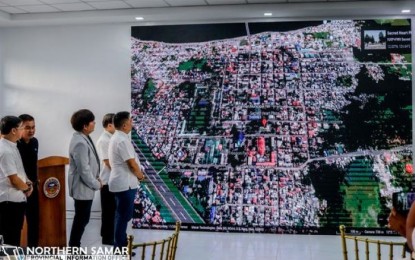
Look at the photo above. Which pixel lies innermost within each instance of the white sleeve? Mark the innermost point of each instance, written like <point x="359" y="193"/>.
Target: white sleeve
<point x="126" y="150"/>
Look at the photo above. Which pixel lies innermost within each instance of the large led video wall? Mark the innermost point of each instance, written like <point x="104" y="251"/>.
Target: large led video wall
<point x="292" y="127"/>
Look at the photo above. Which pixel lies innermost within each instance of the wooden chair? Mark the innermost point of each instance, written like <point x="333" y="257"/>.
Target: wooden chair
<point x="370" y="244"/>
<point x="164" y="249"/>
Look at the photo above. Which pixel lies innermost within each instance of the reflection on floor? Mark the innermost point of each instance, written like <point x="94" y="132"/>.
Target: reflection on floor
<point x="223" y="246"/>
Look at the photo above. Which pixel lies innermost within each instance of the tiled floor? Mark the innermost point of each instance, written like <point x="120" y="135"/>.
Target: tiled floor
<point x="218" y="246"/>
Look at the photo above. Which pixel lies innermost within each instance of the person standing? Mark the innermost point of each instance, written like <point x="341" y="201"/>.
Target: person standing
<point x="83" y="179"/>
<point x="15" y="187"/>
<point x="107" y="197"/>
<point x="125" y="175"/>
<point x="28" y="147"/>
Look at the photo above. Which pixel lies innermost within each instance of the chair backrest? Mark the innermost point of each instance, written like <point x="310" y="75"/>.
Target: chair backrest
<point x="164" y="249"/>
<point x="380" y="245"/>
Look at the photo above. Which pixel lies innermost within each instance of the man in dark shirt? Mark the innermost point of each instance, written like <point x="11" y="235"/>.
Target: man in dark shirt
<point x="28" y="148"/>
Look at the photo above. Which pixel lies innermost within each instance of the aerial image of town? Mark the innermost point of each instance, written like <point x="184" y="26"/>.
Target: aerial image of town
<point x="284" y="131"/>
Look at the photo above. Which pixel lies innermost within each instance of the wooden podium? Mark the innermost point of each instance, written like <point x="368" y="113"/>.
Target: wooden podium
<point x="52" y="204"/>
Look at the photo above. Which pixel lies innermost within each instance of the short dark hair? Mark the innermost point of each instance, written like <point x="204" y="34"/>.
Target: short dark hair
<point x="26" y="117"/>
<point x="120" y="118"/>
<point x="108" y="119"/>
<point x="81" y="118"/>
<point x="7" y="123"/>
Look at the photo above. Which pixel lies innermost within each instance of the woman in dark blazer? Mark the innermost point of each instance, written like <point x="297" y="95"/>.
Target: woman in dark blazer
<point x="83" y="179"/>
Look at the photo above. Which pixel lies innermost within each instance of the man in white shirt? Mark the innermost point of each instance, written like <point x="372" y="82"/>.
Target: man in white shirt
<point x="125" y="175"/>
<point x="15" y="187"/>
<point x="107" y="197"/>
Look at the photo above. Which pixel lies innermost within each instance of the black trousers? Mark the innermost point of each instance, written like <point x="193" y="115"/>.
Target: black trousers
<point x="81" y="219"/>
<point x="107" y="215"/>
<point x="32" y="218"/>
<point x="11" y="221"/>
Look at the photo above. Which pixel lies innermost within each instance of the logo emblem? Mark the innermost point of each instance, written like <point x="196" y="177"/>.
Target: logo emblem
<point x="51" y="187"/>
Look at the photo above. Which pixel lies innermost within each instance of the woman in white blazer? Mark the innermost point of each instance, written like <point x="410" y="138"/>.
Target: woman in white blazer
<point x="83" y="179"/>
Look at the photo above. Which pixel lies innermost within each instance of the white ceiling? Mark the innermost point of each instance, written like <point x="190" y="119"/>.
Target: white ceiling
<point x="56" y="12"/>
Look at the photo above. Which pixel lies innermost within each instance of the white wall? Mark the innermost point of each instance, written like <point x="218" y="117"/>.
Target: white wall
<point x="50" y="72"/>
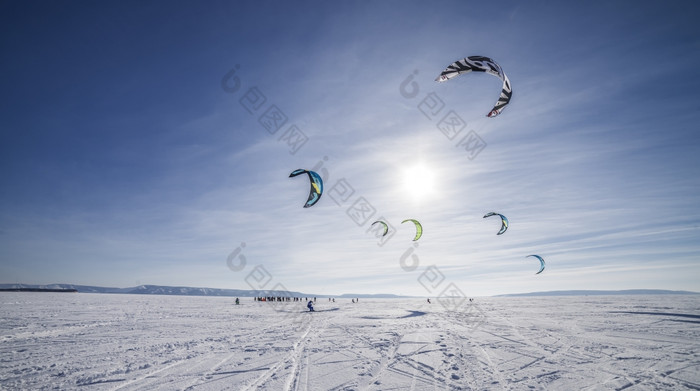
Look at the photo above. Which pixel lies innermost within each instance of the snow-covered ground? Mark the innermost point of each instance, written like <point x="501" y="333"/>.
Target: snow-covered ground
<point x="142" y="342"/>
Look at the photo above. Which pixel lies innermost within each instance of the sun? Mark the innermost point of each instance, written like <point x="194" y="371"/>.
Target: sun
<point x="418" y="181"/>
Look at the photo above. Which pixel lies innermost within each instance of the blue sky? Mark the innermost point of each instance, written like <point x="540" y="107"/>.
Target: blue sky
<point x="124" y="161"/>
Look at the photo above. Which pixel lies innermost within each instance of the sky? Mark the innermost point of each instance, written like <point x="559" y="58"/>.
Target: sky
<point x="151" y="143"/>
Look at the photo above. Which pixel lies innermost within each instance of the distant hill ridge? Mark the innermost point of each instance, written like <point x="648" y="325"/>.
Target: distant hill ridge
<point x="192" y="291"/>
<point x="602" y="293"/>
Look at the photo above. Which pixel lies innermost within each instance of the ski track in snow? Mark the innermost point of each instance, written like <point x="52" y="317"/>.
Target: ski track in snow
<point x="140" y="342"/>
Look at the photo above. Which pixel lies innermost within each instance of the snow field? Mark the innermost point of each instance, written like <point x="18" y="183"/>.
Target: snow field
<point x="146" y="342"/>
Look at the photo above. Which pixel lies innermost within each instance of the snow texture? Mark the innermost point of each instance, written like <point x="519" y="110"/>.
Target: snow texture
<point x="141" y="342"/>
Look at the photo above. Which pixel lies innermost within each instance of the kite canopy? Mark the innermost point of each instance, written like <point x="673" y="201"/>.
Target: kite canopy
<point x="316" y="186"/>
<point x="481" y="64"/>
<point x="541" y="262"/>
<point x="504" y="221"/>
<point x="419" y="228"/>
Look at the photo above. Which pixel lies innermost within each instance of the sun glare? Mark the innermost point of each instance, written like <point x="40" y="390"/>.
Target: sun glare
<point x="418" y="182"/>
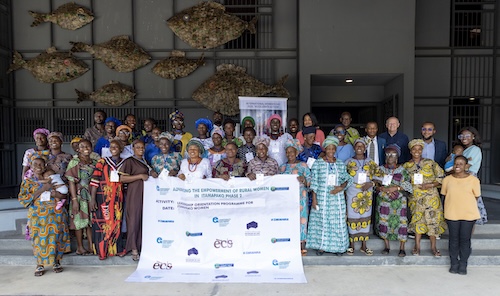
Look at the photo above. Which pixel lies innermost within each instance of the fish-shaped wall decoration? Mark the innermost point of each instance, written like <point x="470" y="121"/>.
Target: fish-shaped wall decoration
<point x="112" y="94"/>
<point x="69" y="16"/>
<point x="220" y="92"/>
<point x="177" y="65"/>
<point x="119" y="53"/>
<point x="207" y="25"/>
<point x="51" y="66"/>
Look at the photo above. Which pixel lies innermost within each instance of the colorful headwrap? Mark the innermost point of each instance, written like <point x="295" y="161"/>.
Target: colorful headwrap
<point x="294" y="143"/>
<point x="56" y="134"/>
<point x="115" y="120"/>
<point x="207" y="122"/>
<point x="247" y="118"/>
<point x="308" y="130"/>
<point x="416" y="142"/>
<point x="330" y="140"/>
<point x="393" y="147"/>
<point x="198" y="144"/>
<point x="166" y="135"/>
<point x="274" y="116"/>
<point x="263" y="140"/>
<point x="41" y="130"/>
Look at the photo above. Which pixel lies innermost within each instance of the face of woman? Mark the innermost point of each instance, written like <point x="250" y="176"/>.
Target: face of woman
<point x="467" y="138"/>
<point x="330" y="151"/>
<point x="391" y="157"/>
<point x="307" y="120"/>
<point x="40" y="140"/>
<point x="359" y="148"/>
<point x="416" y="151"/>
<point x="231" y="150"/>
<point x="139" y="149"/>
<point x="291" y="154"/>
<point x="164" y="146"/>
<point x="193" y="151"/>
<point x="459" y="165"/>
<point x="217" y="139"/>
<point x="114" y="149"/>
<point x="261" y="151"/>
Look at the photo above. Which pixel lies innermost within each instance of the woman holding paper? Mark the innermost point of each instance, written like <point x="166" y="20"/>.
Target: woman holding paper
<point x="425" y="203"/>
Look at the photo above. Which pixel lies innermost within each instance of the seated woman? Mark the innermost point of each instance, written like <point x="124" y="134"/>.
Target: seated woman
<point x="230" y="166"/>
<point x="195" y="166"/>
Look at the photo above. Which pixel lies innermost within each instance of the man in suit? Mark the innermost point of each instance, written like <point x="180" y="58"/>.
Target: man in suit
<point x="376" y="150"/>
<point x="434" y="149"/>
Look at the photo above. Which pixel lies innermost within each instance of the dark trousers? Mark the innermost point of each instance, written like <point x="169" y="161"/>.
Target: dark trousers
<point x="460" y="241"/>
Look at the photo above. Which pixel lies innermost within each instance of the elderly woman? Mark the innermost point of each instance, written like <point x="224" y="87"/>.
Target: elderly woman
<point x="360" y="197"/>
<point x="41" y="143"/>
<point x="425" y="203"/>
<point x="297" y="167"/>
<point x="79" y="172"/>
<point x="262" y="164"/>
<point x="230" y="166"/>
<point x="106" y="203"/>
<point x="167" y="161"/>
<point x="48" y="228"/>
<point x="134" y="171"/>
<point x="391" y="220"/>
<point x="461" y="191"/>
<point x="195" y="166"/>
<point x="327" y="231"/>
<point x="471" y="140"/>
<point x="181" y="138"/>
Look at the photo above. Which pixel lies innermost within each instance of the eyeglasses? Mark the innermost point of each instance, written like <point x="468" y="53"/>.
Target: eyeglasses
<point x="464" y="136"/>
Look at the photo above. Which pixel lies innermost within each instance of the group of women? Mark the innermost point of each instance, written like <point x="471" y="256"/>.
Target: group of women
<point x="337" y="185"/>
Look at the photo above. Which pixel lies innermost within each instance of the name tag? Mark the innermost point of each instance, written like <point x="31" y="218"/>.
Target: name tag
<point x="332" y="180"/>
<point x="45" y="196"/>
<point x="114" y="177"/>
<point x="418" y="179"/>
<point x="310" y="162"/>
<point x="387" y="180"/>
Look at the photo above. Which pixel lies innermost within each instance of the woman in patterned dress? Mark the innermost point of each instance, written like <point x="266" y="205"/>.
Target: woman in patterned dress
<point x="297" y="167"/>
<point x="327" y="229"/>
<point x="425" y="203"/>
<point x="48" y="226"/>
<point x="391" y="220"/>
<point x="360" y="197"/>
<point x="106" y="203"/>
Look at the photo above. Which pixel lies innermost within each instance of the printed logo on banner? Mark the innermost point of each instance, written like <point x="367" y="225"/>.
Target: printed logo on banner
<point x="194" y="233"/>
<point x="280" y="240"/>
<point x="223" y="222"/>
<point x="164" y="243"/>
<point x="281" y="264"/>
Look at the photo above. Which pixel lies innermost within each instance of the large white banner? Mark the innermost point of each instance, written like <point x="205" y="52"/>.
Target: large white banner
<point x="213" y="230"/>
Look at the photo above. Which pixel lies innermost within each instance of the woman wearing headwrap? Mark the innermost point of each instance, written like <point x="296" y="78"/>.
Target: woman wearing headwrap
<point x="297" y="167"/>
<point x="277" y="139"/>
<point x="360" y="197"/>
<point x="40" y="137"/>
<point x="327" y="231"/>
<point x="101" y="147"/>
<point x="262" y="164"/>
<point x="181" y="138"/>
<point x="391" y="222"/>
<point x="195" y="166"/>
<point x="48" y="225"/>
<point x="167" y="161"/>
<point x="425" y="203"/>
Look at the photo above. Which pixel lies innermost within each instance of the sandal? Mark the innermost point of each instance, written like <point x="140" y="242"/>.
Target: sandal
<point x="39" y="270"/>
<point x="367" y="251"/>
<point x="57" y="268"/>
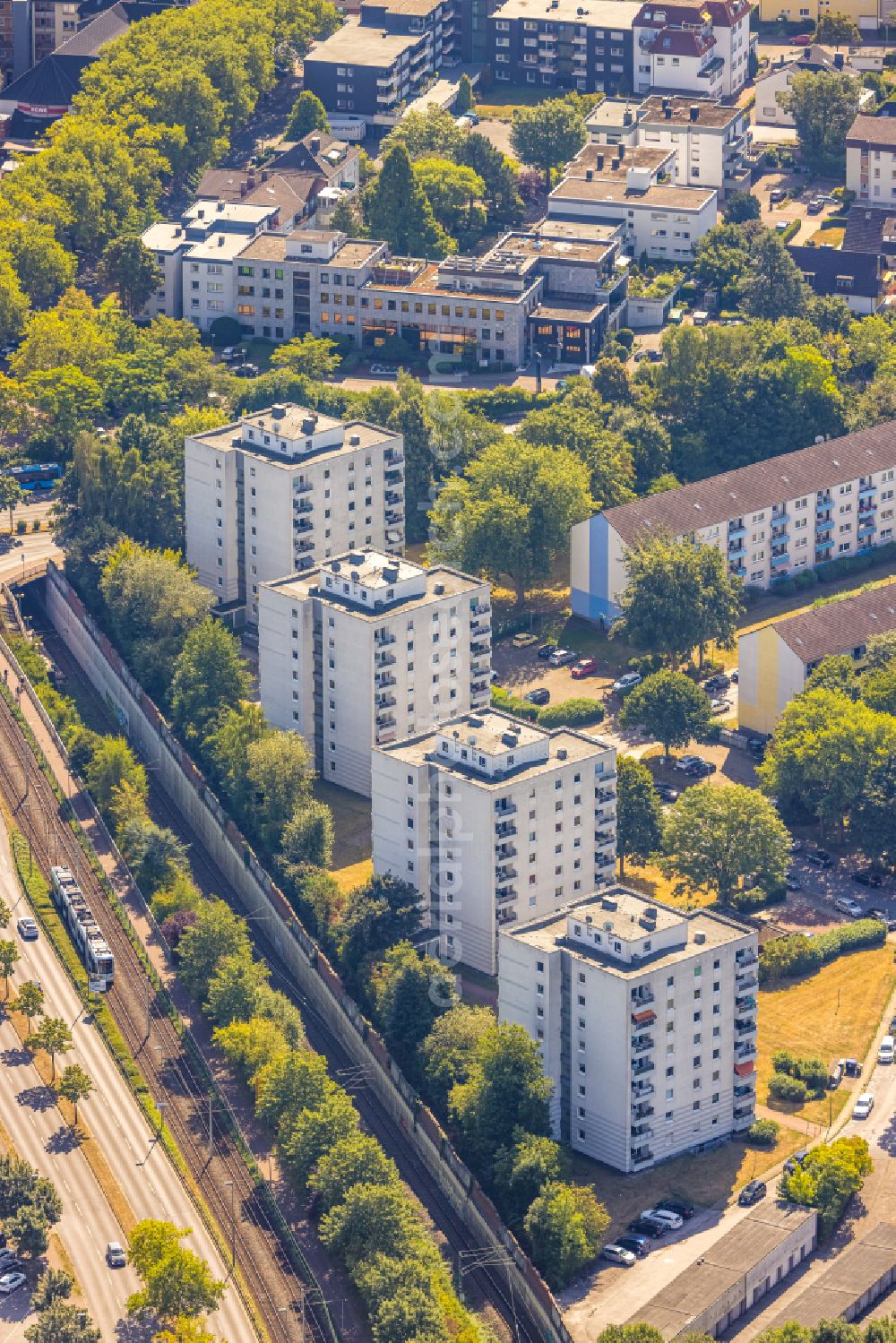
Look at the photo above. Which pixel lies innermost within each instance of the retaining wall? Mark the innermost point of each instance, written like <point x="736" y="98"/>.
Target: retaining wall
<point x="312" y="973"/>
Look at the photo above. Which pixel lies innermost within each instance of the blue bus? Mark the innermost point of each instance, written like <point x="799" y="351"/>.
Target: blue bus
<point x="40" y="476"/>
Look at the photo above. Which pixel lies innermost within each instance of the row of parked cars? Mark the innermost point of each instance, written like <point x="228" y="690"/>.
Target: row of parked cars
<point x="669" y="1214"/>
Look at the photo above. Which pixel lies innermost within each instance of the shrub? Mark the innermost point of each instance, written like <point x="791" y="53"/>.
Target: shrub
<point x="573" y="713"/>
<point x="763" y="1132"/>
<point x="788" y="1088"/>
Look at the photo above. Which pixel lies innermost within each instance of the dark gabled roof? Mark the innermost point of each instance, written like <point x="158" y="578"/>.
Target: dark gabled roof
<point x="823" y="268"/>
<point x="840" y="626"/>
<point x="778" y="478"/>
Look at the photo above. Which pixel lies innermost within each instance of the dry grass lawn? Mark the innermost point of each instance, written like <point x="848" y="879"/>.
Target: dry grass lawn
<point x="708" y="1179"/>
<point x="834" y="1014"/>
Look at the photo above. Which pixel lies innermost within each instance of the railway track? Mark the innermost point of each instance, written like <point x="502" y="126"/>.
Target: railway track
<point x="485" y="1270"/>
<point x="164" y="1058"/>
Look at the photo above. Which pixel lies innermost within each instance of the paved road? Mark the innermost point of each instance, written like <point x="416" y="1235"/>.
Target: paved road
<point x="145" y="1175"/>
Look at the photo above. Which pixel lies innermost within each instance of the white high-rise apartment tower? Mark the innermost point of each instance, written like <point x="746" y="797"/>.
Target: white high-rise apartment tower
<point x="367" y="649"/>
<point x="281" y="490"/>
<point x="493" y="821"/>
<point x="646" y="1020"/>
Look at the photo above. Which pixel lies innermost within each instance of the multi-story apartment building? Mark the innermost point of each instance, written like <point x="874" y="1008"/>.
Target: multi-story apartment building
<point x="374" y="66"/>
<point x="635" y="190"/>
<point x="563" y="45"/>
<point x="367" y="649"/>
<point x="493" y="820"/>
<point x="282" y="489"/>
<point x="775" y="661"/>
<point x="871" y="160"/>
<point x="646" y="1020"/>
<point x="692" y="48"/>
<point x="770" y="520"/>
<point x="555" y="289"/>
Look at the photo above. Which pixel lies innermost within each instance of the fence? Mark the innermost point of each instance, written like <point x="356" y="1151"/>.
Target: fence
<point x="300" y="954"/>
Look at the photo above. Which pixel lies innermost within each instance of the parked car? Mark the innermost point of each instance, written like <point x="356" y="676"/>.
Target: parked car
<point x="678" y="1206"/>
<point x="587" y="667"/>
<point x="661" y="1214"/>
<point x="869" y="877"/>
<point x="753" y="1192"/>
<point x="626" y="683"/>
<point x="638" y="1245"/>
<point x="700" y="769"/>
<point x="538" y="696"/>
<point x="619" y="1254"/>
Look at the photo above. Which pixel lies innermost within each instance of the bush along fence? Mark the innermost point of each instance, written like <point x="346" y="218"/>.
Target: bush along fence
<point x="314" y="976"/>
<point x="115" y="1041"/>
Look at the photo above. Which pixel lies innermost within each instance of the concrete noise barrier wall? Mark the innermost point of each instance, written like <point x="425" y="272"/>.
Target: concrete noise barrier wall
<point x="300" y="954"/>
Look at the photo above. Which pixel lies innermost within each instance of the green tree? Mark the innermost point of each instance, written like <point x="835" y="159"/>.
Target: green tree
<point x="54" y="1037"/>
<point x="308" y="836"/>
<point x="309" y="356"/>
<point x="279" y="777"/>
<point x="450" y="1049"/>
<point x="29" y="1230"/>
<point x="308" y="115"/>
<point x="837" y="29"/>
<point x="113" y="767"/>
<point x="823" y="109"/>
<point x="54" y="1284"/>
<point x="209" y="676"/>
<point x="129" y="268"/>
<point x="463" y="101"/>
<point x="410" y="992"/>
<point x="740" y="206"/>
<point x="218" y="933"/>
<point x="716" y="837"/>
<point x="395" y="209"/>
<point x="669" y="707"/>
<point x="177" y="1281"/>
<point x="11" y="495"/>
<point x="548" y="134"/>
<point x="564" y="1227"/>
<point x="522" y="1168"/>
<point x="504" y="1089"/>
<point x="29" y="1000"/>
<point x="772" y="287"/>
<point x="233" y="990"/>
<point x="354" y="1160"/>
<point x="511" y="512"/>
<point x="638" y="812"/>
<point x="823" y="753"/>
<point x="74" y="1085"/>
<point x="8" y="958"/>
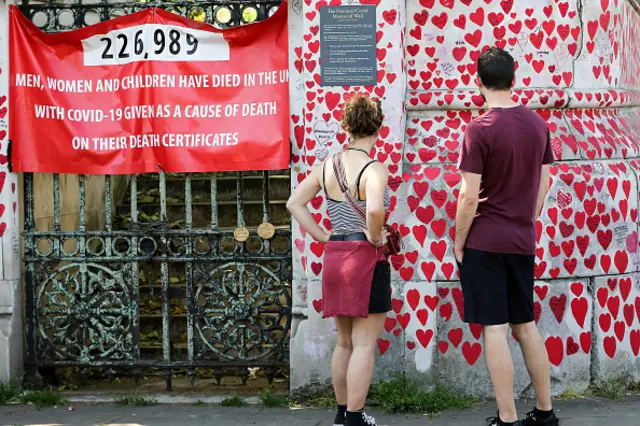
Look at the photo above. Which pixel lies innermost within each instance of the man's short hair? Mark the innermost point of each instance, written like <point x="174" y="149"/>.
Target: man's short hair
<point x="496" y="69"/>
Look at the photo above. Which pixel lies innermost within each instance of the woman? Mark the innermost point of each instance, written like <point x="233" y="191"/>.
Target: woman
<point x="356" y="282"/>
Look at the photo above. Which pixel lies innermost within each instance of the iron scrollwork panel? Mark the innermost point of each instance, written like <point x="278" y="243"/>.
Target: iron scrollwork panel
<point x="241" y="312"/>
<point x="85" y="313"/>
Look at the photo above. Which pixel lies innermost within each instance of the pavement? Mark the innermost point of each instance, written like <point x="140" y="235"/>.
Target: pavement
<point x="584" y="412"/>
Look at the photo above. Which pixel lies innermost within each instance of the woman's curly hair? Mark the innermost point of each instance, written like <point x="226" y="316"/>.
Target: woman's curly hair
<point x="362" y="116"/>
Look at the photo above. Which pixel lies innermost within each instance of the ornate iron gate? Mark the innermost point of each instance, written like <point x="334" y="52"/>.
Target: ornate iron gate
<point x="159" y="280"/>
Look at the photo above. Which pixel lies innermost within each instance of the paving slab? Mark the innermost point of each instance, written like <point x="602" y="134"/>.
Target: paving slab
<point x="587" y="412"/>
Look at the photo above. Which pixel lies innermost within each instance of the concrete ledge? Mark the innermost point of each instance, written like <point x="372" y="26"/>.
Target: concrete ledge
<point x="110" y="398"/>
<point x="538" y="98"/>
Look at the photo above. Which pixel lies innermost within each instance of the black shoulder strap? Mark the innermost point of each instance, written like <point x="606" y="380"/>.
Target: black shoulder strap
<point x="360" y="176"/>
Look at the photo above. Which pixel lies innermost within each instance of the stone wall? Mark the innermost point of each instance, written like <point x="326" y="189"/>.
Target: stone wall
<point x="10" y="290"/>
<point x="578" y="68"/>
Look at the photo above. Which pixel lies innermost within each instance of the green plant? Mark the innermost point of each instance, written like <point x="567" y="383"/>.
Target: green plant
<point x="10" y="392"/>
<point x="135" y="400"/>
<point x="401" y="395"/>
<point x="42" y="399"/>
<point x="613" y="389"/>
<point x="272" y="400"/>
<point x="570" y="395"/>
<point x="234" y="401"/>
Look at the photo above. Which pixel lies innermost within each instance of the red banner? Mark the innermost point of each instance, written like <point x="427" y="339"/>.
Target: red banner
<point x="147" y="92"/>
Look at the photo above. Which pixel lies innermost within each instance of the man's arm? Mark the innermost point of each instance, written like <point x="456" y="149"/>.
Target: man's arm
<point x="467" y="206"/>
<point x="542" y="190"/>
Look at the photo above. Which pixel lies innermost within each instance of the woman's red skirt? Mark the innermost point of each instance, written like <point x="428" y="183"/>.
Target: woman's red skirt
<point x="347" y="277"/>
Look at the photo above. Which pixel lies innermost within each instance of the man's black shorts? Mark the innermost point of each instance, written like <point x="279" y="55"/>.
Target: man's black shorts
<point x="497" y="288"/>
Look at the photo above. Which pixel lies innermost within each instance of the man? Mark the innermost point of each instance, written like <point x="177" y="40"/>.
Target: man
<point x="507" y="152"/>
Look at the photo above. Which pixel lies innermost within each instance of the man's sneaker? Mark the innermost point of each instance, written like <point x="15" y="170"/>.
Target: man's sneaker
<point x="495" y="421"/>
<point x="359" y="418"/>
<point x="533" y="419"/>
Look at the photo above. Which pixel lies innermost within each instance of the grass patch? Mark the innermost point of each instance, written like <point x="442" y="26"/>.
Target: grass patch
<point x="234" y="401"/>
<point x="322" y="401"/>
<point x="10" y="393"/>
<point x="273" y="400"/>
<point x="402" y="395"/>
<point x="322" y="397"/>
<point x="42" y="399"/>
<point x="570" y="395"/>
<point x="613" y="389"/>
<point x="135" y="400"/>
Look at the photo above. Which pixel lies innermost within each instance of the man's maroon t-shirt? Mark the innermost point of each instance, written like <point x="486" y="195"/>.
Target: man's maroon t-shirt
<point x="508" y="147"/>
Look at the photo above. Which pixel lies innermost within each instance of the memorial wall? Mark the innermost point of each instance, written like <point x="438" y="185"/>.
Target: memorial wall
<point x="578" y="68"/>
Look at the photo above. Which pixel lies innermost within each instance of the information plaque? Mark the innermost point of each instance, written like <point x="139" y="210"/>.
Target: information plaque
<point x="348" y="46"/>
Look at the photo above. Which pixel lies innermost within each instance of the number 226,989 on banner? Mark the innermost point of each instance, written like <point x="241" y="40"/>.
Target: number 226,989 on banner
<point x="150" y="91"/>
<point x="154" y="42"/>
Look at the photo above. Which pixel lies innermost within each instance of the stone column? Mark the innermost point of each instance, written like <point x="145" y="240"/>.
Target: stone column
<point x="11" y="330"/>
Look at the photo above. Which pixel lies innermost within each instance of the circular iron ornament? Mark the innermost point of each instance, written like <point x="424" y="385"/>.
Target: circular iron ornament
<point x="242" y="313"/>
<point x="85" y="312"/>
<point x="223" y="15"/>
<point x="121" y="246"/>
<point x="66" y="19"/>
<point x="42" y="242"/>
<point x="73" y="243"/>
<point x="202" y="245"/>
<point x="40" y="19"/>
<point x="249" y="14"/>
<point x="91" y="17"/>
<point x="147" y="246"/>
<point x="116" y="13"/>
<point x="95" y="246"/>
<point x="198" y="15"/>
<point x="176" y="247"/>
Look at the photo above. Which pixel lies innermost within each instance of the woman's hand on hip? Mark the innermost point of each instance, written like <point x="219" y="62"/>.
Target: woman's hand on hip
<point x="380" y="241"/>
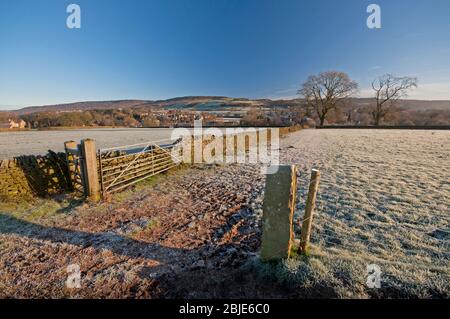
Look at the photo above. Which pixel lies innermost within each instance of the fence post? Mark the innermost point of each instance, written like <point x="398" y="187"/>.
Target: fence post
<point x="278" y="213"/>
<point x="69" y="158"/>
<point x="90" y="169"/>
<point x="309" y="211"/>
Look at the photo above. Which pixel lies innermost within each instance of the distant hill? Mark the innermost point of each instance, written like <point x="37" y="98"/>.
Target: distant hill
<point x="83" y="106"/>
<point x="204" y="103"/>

EXERCISE REQUIREMENTS
Take the line containing "the stone column?" and all lines after it to the end of the data above, and reproduce them exactly, leaving out pictures. Nothing else belongs in the copy.

WRITTEN REPLY
Look at the photo above. Which pixel lies innermost within each instance of the stone column? Mark the innermost point of each instance, written like <point x="145" y="240"/>.
Target: stone column
<point x="11" y="330"/>
Look at the photo above. Which pixel lies innermost within each instance of the circular iron ornament? Mark the innermost point of each instance, written like <point x="424" y="385"/>.
Target: circular iron ornament
<point x="242" y="313"/>
<point x="85" y="312"/>
<point x="223" y="15"/>
<point x="121" y="246"/>
<point x="66" y="19"/>
<point x="42" y="242"/>
<point x="73" y="243"/>
<point x="202" y="245"/>
<point x="40" y="19"/>
<point x="249" y="14"/>
<point x="91" y="17"/>
<point x="147" y="246"/>
<point x="116" y="13"/>
<point x="95" y="246"/>
<point x="198" y="15"/>
<point x="176" y="247"/>
Look at the photo above. Which pixel lies innermost within each instance of the woman's hand on hip? Mark the innermost point of each instance, written like <point x="219" y="62"/>.
Target: woman's hand on hip
<point x="380" y="241"/>
Look at the photo above. Which pixel lies innermost within each instance of the fence post? Mark the innermost point of each instance, written like <point x="398" y="187"/>.
Target: fence post
<point x="278" y="213"/>
<point x="69" y="158"/>
<point x="90" y="169"/>
<point x="309" y="211"/>
Look at the photo above. Which pixel lies innermost within each instance of the distant hill? Mark the innermost point of each instance, written like <point x="37" y="98"/>.
Target: distant hill
<point x="83" y="106"/>
<point x="204" y="103"/>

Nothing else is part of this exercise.